═════ SECTION DU DOCUMENT

Description du projet
Dans la mer Méditerranée, il y a de longues étendues de côtes rocheuses caractérisées par la présence de nombreuses, et souvent inexplorées, grottes sous-marines. Ces environnements, extrêmes et uniques, sont parmi les rares habitats marins sous protection par la Communauté Européenne (Directive Habitat 92/43EEC). A l’intérieur, vit le roi des rougets, le poisson cardinal, Apogon imberbis, ayant un rôle possiblement crucial pour tout l’écosystème !
Texte par Jean-Vincent Vieux-Ingrassia – NaturDive
Qu’est-ce que l’écosystème des grottes sous-marine ?
Cet écosystème, très particulier, abrite une formidable biodiversité, unique et fragile. En raison des conditions environnementales spécifiques comme l’extinction progressive de la lumière, la turbidité, les courants et la distribution des ressources trophiques, il est seulement comparable aux écosystèmes profonds (Harmelin et al., 1985 ; Bianchi et al., 1996 ; Bussotti et al., 2006 ; Giakoumi et al., 2013 ; Rastorgueff et al., 2015 ; Gerovasileiou et al., 2017 ; Scotti et al., 2017).
À l’intérieur des grottes, de nombreuses espèces fixées, telles que les algues rouges, les anthozoaires encroûtants, les bryozoaires, les éponges et les polychètes ont été recensées. La répartition de ces espèces dans l’espace est hétérogène dans une grotte donnée. Et lorsque l’on étudie un grand nombre de grotte à travers toute la Méditerranée, on constate que cette répartition biologique est très différente d’une grotte à l’autre. Le gradient de luminosité et l’atténuation des courants seraient des forces importantes expliquant cette variabilité entre milieux cavernicoles (Cinelli et al., 1997 ; Bussotti et al., 2006 ; Rastorgueff et al., 2015 ; Gerovasileiou et al., 2017 ; Scotti et al., 2017).

══════════

§ CONSIGNES DE TRAVAIL
A: Répondez à ces questions à l'aide du texte sur les grottes sous-marines :
(i) Quel poisson le texte appelle-t-il « le roi des rougets » ?
(ii) Quelle directive place ces grottes parmi les habitats marins protégés ?
(iii) Quelles deux forces expliqueraient les différences entre milieux cavernicoles ?
B: Citez toutes les espèces fixées que le texte sur les grottes sous-marines donne comme recensées à l'intérieur des grottes.
C: Poursuivez le texte sur les grottes sous-marines après sa dernière phrase.
Les items n'ont aucun lien avec le texte sur les grottes sous-marines.

═════ DONNÉES EXTRAITES

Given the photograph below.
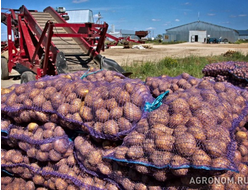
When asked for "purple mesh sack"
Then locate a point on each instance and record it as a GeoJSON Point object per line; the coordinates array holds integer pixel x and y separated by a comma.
{"type": "Point", "coordinates": [60, 175]}
{"type": "Point", "coordinates": [232, 72]}
{"type": "Point", "coordinates": [159, 85]}
{"type": "Point", "coordinates": [47, 142]}
{"type": "Point", "coordinates": [106, 109]}
{"type": "Point", "coordinates": [193, 128]}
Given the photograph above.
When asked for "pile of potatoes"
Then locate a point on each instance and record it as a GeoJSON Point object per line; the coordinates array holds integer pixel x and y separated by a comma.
{"type": "Point", "coordinates": [232, 72]}
{"type": "Point", "coordinates": [61, 175]}
{"type": "Point", "coordinates": [48, 142]}
{"type": "Point", "coordinates": [191, 128]}
{"type": "Point", "coordinates": [112, 111]}
{"type": "Point", "coordinates": [105, 109]}
{"type": "Point", "coordinates": [159, 85]}
{"type": "Point", "coordinates": [116, 144]}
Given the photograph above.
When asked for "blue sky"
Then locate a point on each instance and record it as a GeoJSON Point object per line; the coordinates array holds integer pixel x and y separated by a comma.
{"type": "Point", "coordinates": [156, 16]}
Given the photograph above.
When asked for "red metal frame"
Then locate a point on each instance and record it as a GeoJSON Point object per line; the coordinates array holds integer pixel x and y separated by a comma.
{"type": "Point", "coordinates": [33, 47]}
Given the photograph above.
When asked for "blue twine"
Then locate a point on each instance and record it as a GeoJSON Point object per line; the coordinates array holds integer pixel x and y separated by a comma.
{"type": "Point", "coordinates": [3, 131]}
{"type": "Point", "coordinates": [87, 74]}
{"type": "Point", "coordinates": [3, 170]}
{"type": "Point", "coordinates": [156, 103]}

══════════

§ RÉSULTATS ATTENDUS
A:
(i) Le poisson cardinal, Apogon imberbis.
(ii) La Directive Habitat 92/43EEC.
(iii) Le gradient de luminosité et l'atténuation des courants.

B: Les algues rouges, les anthozoaires encroûtants, les bryozoaires, les éponges et les polychètes.

C:
Les différentes morphologies des grottes. Les petits encadrés, en haut de chaque figure, représentent deux choses : le mouvement de l’eau via les ondulations, et la pénétration de la lumière (les parties blanches par rapport aux parties grises) © Gerovasileiou & Bianchi 2021, revu et modifié à partir de Riedl (1966) et Hofrichter (2002)
©Jean-Georges Harmelin
De gauche à droite, et de haut en bas, : l’éponge Agelas sp. soufflant de la fluorescéine (un colorant utilisé pour visualiser la circulation d’eau provoquée par les cellules flagellées de l’éponge), la crevette cavernicole jaune (Stenopus spinosus) ; l’anémone encroûtante jaune (Paraxoanthus axinellae), l’éponge encroûtante orange (Spirastrella cunctatrix), un ver annélide polychète (Protularia sp.) et deux essaims de crevettes mysidacées : respectivement Siriella clausii et Leptomysis sp.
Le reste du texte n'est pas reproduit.